━━━━━ DATA ENTRIES
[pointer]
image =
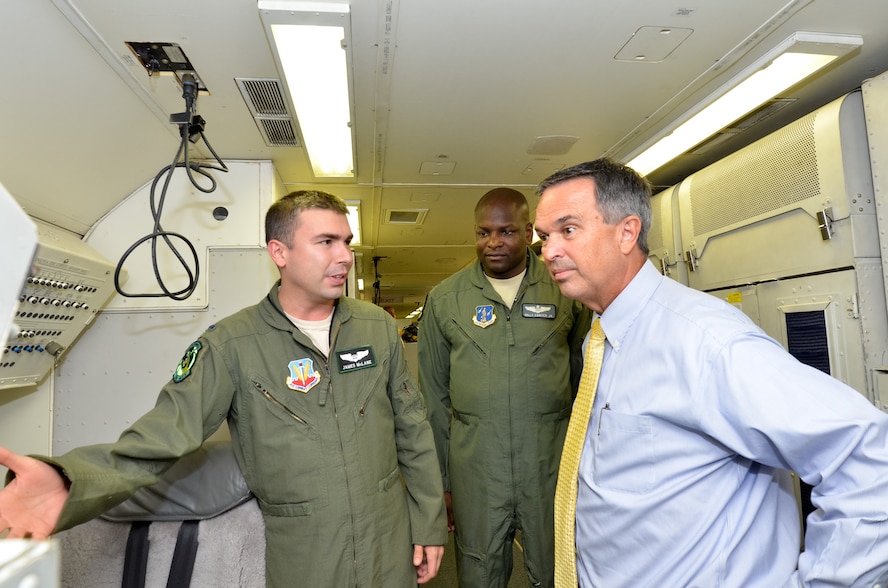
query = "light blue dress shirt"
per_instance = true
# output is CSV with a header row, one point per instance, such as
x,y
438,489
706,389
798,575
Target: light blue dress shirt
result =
x,y
698,418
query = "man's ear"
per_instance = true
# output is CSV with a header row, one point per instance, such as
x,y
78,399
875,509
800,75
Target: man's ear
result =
x,y
278,252
630,227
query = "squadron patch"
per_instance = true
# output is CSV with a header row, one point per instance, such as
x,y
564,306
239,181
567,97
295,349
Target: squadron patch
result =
x,y
484,316
356,359
536,310
183,370
303,376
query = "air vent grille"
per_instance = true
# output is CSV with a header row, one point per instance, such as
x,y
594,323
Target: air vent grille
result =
x,y
265,99
410,216
277,132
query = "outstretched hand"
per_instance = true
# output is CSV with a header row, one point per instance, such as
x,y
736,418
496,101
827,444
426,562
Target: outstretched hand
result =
x,y
427,560
30,505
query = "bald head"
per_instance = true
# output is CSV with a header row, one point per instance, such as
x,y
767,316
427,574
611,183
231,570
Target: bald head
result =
x,y
505,198
502,232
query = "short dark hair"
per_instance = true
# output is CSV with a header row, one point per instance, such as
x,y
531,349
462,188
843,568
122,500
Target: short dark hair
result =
x,y
281,218
619,189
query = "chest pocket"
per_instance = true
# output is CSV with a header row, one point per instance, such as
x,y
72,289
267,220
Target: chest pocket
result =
x,y
283,452
624,453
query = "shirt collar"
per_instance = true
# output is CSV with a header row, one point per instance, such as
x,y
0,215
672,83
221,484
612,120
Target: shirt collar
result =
x,y
624,310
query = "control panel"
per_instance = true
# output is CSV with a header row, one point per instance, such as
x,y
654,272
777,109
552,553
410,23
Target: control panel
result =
x,y
67,285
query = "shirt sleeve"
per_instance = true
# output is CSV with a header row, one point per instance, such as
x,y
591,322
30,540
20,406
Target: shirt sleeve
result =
x,y
434,382
416,454
777,411
186,413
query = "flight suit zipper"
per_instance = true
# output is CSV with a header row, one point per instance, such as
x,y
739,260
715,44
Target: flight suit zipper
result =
x,y
278,403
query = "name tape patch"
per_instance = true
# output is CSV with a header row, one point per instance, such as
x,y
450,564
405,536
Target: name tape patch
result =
x,y
355,359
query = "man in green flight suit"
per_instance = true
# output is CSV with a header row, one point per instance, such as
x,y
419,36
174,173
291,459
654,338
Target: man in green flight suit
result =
x,y
499,362
324,418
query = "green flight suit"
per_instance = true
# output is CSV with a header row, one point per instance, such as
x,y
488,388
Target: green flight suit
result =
x,y
499,383
322,444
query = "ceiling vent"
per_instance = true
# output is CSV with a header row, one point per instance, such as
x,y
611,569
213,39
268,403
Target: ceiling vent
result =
x,y
265,99
413,216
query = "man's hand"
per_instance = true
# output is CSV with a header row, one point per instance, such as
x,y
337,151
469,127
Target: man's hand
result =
x,y
31,504
427,560
448,502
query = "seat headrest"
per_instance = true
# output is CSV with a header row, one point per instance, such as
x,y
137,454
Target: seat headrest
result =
━━━━━━━━━━
• _PROBLEM TO WORK ON_
Go through the entries above and print each one exactly, minus the pictures.

• _TASK SOLUTION_
[pointer]
image =
query = "light blue dress shirt"
per_instance = true
# output is CSV with a header row, one point per instance, such as
x,y
438,489
706,389
798,575
Target: light blue dress shirt
result =
x,y
698,418
query = "man's ear"
per_instance = true
# output is CSV with a header row, one point per instance, such as
x,y
78,399
875,509
800,75
Target: man's ear
result =
x,y
278,252
630,227
query = "squadron patch"
per_instance = true
# output is CSV with a header row, one point per instance, such as
x,y
564,306
239,181
567,97
295,349
Target: squadron patch
result =
x,y
484,316
356,359
536,310
183,370
303,376
query = "air vent grille"
per_instance = true
# output is CSV with a header row, one point per instance, such as
x,y
594,323
Target: air vent grille
result =
x,y
265,99
410,216
277,132
query = "outstretched hand"
per_instance = true
# output is CSV with a header row, one point per instance, such as
x,y
736,418
496,101
827,444
426,562
Target: outstretched hand
result =
x,y
427,560
30,505
query = "bald head"
per_instance = true
# output is CSV with a header row, one point per instance, such as
x,y
767,316
427,574
611,183
231,570
Target: bald head
result =
x,y
505,198
502,232
query = "short dark hair"
per_instance = true
# output is CSV with a header row, one point per instance, such as
x,y
531,349
462,188
843,568
122,500
Target: short dark hair
result =
x,y
281,218
619,189
query = "chest pocket"
per_instance = true
# output is CSV with a header row, one point per instance, such as
x,y
72,289
267,220
Target: chest pocket
result =
x,y
283,452
624,453
query = "shirt collar"
per_instance = true
# output is CSV with a header row, one point per instance, such as
x,y
0,215
672,83
221,484
612,120
Target: shirt collar
result =
x,y
624,310
query = "control panel"
per_instance = true
# output is CSV with a header row, one point per instance, such as
x,y
654,272
777,109
552,553
410,23
Target: control panel
result =
x,y
67,285
query = "shirt sleeve"
per_instance = true
# output is CSV with a header row, one point per instance, such as
x,y
591,322
30,540
20,406
Target: shirt sleeve
result =
x,y
434,382
416,454
777,411
186,413
query = "flight suit zipper"
per_instance = true
# output is CSV with a header row, one point per instance, such as
x,y
739,260
715,44
Target: flight suit zipper
result =
x,y
278,403
query = "name tape patch"
per_instance = true
# output is CSV with a header row, one point per instance, such as
x,y
450,564
405,536
Target: name tape patch
result =
x,y
355,359
query = "man in green flight suit"
per_instance = true
# output is CSV with a header row, one point per instance, such as
x,y
419,36
174,173
291,459
654,338
Target: man in green flight suit
result =
x,y
499,362
324,418
query = "green flight suit"
per_instance = true
# output is CSV with a header row, one point per instance, such as
x,y
488,388
Target: green flight suit
result =
x,y
499,383
322,444
query = "ceiling vent"
per_instance = true
# output is CSV with a header row, one point per instance, such as
x,y
611,569
213,39
268,403
Target: ceiling vent
result =
x,y
265,99
413,216
query = "man's hand"
per_instance = true
# output is CSV with a header row, one point per instance, such as
x,y
337,151
469,127
Target: man's hand
result =
x,y
31,504
427,560
448,502
query = "seat headrest"
per_instance = true
# output is CSV with a header row, one point per instance, such as
x,y
137,454
Target: seat headrest
result =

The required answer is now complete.